Prompt: Every record below is to be retyped exactly, with any pictures left out.
──────────────────────────────
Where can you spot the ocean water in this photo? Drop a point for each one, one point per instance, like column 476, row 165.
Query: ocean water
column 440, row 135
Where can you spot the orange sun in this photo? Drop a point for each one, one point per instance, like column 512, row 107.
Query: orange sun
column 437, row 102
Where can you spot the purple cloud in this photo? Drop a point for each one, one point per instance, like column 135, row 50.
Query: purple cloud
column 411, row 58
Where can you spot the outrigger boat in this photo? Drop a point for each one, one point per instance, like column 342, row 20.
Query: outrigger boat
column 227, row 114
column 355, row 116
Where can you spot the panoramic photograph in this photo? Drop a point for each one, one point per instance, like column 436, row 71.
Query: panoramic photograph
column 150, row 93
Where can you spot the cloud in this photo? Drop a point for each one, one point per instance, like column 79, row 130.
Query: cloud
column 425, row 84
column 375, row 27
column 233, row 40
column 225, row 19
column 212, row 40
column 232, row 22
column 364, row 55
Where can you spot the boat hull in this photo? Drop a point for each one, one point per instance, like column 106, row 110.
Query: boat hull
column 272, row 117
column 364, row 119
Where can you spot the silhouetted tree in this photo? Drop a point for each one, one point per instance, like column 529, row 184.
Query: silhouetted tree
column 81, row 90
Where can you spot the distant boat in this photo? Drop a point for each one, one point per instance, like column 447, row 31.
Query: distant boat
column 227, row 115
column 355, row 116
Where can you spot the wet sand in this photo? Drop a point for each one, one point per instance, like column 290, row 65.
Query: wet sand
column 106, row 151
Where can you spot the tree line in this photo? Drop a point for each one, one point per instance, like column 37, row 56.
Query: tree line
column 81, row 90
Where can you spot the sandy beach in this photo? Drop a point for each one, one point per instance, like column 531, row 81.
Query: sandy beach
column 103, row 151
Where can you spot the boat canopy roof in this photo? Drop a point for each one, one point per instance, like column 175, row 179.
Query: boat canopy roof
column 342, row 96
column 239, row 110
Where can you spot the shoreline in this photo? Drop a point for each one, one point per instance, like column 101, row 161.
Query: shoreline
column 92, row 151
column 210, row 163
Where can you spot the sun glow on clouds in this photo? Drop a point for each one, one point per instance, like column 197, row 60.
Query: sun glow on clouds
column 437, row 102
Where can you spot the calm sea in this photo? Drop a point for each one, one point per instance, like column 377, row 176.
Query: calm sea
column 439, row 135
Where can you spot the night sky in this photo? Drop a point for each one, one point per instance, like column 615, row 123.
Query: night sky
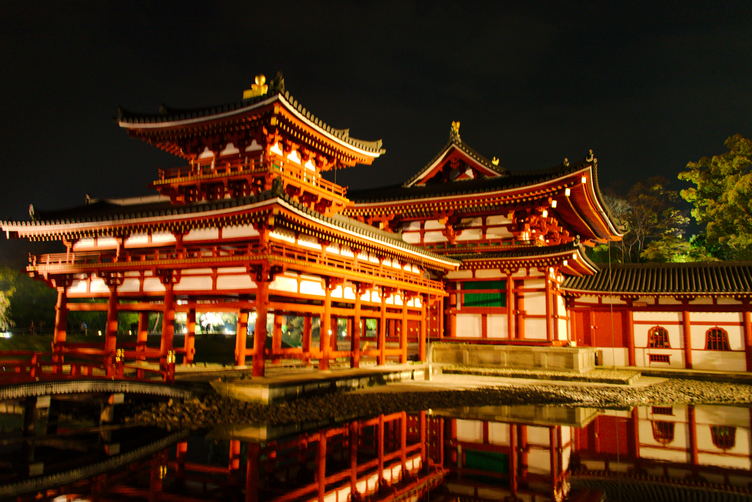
column 648, row 88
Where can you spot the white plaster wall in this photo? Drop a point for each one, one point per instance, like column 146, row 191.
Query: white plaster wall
column 188, row 283
column 202, row 234
column 469, row 326
column 239, row 231
column 497, row 326
column 535, row 329
column 721, row 360
column 235, row 282
column 470, row 430
column 498, row 433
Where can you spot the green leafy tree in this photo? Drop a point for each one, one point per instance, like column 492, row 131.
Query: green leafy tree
column 722, row 198
column 654, row 226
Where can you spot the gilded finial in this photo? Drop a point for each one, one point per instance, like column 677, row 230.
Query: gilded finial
column 455, row 132
column 257, row 89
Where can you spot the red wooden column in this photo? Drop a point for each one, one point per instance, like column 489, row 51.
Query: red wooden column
column 168, row 320
column 403, row 330
column 357, row 327
column 326, row 323
column 190, row 337
column 110, row 340
column 422, row 336
column 382, row 327
column 686, row 327
column 259, row 335
column 142, row 335
column 241, row 338
column 747, row 335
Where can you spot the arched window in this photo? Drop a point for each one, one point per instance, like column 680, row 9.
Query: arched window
column 663, row 432
column 724, row 437
column 658, row 338
column 717, row 339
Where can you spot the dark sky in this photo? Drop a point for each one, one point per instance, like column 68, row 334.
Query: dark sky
column 648, row 87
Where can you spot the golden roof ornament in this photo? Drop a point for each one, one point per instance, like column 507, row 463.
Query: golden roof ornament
column 454, row 134
column 257, row 89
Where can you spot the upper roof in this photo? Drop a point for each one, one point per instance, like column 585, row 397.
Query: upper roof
column 731, row 278
column 178, row 118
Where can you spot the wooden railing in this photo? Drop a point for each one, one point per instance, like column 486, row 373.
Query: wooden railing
column 250, row 167
column 243, row 253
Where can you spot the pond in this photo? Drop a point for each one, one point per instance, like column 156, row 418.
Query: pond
column 494, row 453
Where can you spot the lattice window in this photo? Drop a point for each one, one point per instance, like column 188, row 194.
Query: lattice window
column 658, row 338
column 663, row 432
column 724, row 437
column 717, row 339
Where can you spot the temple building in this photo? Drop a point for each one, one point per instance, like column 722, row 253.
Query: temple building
column 464, row 251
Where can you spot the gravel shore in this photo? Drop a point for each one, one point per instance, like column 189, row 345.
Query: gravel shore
column 214, row 410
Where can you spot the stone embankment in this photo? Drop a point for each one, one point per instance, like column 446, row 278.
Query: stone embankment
column 213, row 410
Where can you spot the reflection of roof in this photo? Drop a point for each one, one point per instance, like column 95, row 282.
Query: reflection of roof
column 177, row 117
column 667, row 278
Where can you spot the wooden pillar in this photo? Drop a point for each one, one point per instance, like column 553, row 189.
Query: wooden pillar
column 357, row 328
column 142, row 335
column 686, row 327
column 747, row 335
column 252, row 472
column 110, row 340
column 326, row 323
column 61, row 316
column 403, row 331
column 189, row 345
column 168, row 321
column 241, row 338
column 422, row 336
column 630, row 337
column 382, row 328
column 259, row 335
column 307, row 324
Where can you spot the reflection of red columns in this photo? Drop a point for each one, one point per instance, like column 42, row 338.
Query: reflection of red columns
column 307, row 339
column 259, row 336
column 382, row 327
column 321, row 463
column 686, row 326
column 241, row 338
column 692, row 424
column 423, row 328
column 61, row 316
column 110, row 341
column 748, row 335
column 190, row 337
column 326, row 323
column 252, row 472
column 403, row 330
column 513, row 456
column 142, row 335
column 357, row 327
column 168, row 320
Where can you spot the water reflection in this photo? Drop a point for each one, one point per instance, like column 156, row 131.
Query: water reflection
column 481, row 454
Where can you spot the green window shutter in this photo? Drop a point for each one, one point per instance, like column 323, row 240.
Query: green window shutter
column 495, row 298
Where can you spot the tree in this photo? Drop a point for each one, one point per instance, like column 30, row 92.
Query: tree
column 722, row 198
column 654, row 227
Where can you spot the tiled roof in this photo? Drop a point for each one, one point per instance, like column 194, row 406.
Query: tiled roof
column 168, row 115
column 666, row 278
column 517, row 179
column 106, row 211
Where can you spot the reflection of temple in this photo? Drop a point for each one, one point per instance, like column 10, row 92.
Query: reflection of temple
column 481, row 454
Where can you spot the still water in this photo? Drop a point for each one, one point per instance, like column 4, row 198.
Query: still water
column 499, row 453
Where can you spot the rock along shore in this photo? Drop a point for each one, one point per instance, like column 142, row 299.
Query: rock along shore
column 213, row 410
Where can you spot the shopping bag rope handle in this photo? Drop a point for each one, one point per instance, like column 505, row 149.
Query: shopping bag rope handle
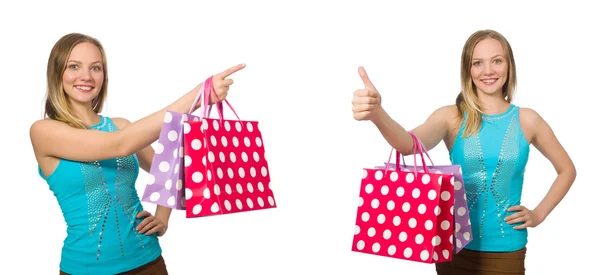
──────────────────────────────
Expected output:
Where can you spot the ocean water in this photo? Drop a point for each one, one point per instance, like column 476, row 165.
Query: ocean water
column 440, row 135
Where can you spot the orange sun in this photo? Drop a point for each one, one point per instance, like column 512, row 107.
Query: orange sun
column 437, row 102
Where can you spot the purple cloud in this photo? Drop a point for each one, one point per instance, like column 135, row 50.
Query: purple cloud
column 411, row 58
Where can you spot the outrigger boat in this photo? Drop a point for each one, one point per instance, like column 342, row 20.
Query: outrigger boat
column 227, row 114
column 355, row 116
Where can you spot the panoramic photograph in this photo? Drop a point for each one, one point per instance, like column 436, row 71.
Query: panoramic photograph
column 150, row 93
Where can you spot the cloud in this photo? Drop a point for each one, one point per instance, like column 79, row 130.
Query: cloud
column 425, row 84
column 375, row 27
column 233, row 40
column 225, row 19
column 212, row 40
column 232, row 22
column 364, row 55
Where can you spot the boat hull in this photo? Drop a point for each one, one point per instance, like column 106, row 110.
Query: boat hull
column 272, row 117
column 364, row 119
Where can you spot the silhouetted tree in this photo? Drop a point for each one, one point per instance, like column 529, row 184.
Query: silhouetted tree
column 81, row 90
Where can you spot the distant boat in this photo? Drop a point for each one, one point per instance, like column 447, row 31.
Query: distant boat
column 227, row 115
column 355, row 116
Where can you spot the wet sand in this photo? Drop a point for each one, one point per instance, like column 290, row 65.
Query: wet sand
column 106, row 151
Where can you spot the tree line in this photo? Drop a point for each one, one point per instance, like column 37, row 56.
Query: tree line
column 81, row 90
Where can you spot the sandy beach in this photo? Drop a point for each one, one point per instance, like column 531, row 81.
Query: sandy beach
column 103, row 151
Where can you spot the boat canopy roof in this photo? Drop a point for each one, one point per instance, like column 175, row 179.
Query: boat canopy roof
column 342, row 96
column 239, row 110
Where can you spot the shoreline in this photo? Drop a point for each one, one point per instance, like column 101, row 161.
Query: shoreline
column 92, row 151
column 210, row 163
Where can you spot the sun glow on clouds in this photo? Drop a point for each one, one point per instance, like column 197, row 60.
Query: sun glow on clouds
column 437, row 102
Where can you spot the calm sea in this photo? Drop a point for each one, one point per instance, like column 377, row 176.
Query: calm sea
column 439, row 135
Where can you spot the night sky in this photo? Drop a point for each one, one point per instance, like column 615, row 123.
Query: night sky
column 648, row 88
Where can you spot the white plaster wall in this photo? Drop a point for each one, one point per instance, like column 146, row 191.
Query: white plaster wall
column 188, row 283
column 202, row 234
column 469, row 326
column 239, row 231
column 497, row 326
column 535, row 329
column 721, row 360
column 235, row 282
column 470, row 430
column 498, row 433
Where can you spot the green leafy tree in this photo? Drop a point for each one, one point per instance, like column 492, row 131.
Query: green leafy tree
column 722, row 198
column 654, row 226
Where can you spot the gilded finial in this photo? Drop a point for each one, one point per instance, like column 677, row 230.
Query: gilded finial
column 455, row 132
column 257, row 89
Where can you spot the red wooden column in this photo? Drop a point for each one, one point per instance, like column 489, row 51.
Query: red wooden column
column 168, row 320
column 403, row 330
column 357, row 327
column 326, row 323
column 190, row 337
column 110, row 340
column 422, row 336
column 382, row 327
column 686, row 327
column 259, row 335
column 142, row 335
column 241, row 338
column 747, row 335
Where can you spot the arched window in this photo? Drop a point for each one, one point per instance, like column 680, row 9.
Query: arched window
column 663, row 432
column 724, row 437
column 658, row 338
column 717, row 339
Where can you spot the dark sky in this photo? Drop a point for each one, one point per instance, like column 68, row 334.
Query: dark sky
column 648, row 87
Where can you spot the golden roof ornament in this photo? Drop a point for each one, one point per instance, like column 507, row 463.
Query: golden roof ornament
column 454, row 134
column 257, row 89
Where can you spot the upper roof in this photo? Drop a point for each one, one point per instance, like column 585, row 397.
Query: upper roof
column 731, row 278
column 178, row 118
Where can you spot the wooden railing in this photo? Drop a point for each one, one point per instance, like column 486, row 373.
Query: wooden railing
column 250, row 167
column 243, row 253
Where can you spot the pond in this photo? Drop a point for each one, one point per instance, like column 156, row 418.
Query: pond
column 494, row 453
Where can you spot the lattice window in this photo? Drop a point for each one, one point per instance, like column 188, row 194.
Query: lattice window
column 658, row 338
column 663, row 432
column 724, row 437
column 717, row 339
Where can you spot the temple building in this photo? Drop a point for each one, one point per instance, like column 722, row 253.
Query: temple building
column 464, row 251
Where can you spot the gravel shore in this photo? Drop a point for each one, one point per instance, like column 189, row 345.
Query: gravel shore
column 214, row 410
Where can you spot the stone embankment in this photo? Drop a point for each one, one point per instance, like column 446, row 278.
Query: stone embankment
column 213, row 410
Where can you spot the reflection of roof in this photo? Drop a point for each one, one point per instance, like column 95, row 282.
Query: reflection of roof
column 177, row 117
column 667, row 278
Where can you spot the wooden pillar in this photo? Drop a point for each one, one point per instance, like column 553, row 189.
Query: wooden pillar
column 357, row 328
column 142, row 335
column 686, row 327
column 747, row 335
column 252, row 472
column 110, row 340
column 326, row 323
column 61, row 316
column 403, row 331
column 189, row 345
column 168, row 321
column 241, row 338
column 422, row 336
column 630, row 337
column 382, row 328
column 259, row 335
column 307, row 324
Where can you spot the reflection of red columns in this photo? Drop a point for each one, one point per instance, like column 42, row 338.
Query: reflection of red columns
column 307, row 339
column 259, row 336
column 382, row 327
column 321, row 463
column 686, row 326
column 241, row 338
column 692, row 424
column 423, row 328
column 61, row 316
column 110, row 341
column 748, row 335
column 190, row 337
column 326, row 323
column 252, row 472
column 403, row 330
column 513, row 456
column 142, row 335
column 357, row 327
column 168, row 320
Where can you spot the water reflection in this photo? Drop a point for each one, one point per instance, like column 156, row 131.
Query: water reflection
column 481, row 454
Where can you spot the green window shutter in this photo? Drop a point for each one, one point per instance, like column 323, row 240.
Query: green window shutter
column 495, row 298
Where can you spot the tree in this photo? Drop a point for each one, one point per instance, like column 30, row 92.
Query: tree
column 722, row 198
column 654, row 227
Where can you spot the tiled roof in this photo? Drop a point for each one, one point per instance, like column 194, row 406.
Query: tiled roof
column 168, row 115
column 666, row 278
column 517, row 179
column 106, row 211
Where can you spot the reflection of temple in this photo? Drop a point for each one, one point per instance, like column 10, row 92.
Query: reflection of temple
column 481, row 454
Where can you spot the still water in this photo? Drop a point for each one, one point per instance, like column 4, row 198.
Query: still water
column 499, row 453
Where can you spot the rock along shore in this photo? Drop a point for each one, one point per instance, like column 142, row 299.
Query: rock along shore
column 213, row 410
Where can you spot the shopping bag rope handle in this photo? Drop a point for each one, one point per instance, like column 505, row 149.
Query: shopping bag rope handle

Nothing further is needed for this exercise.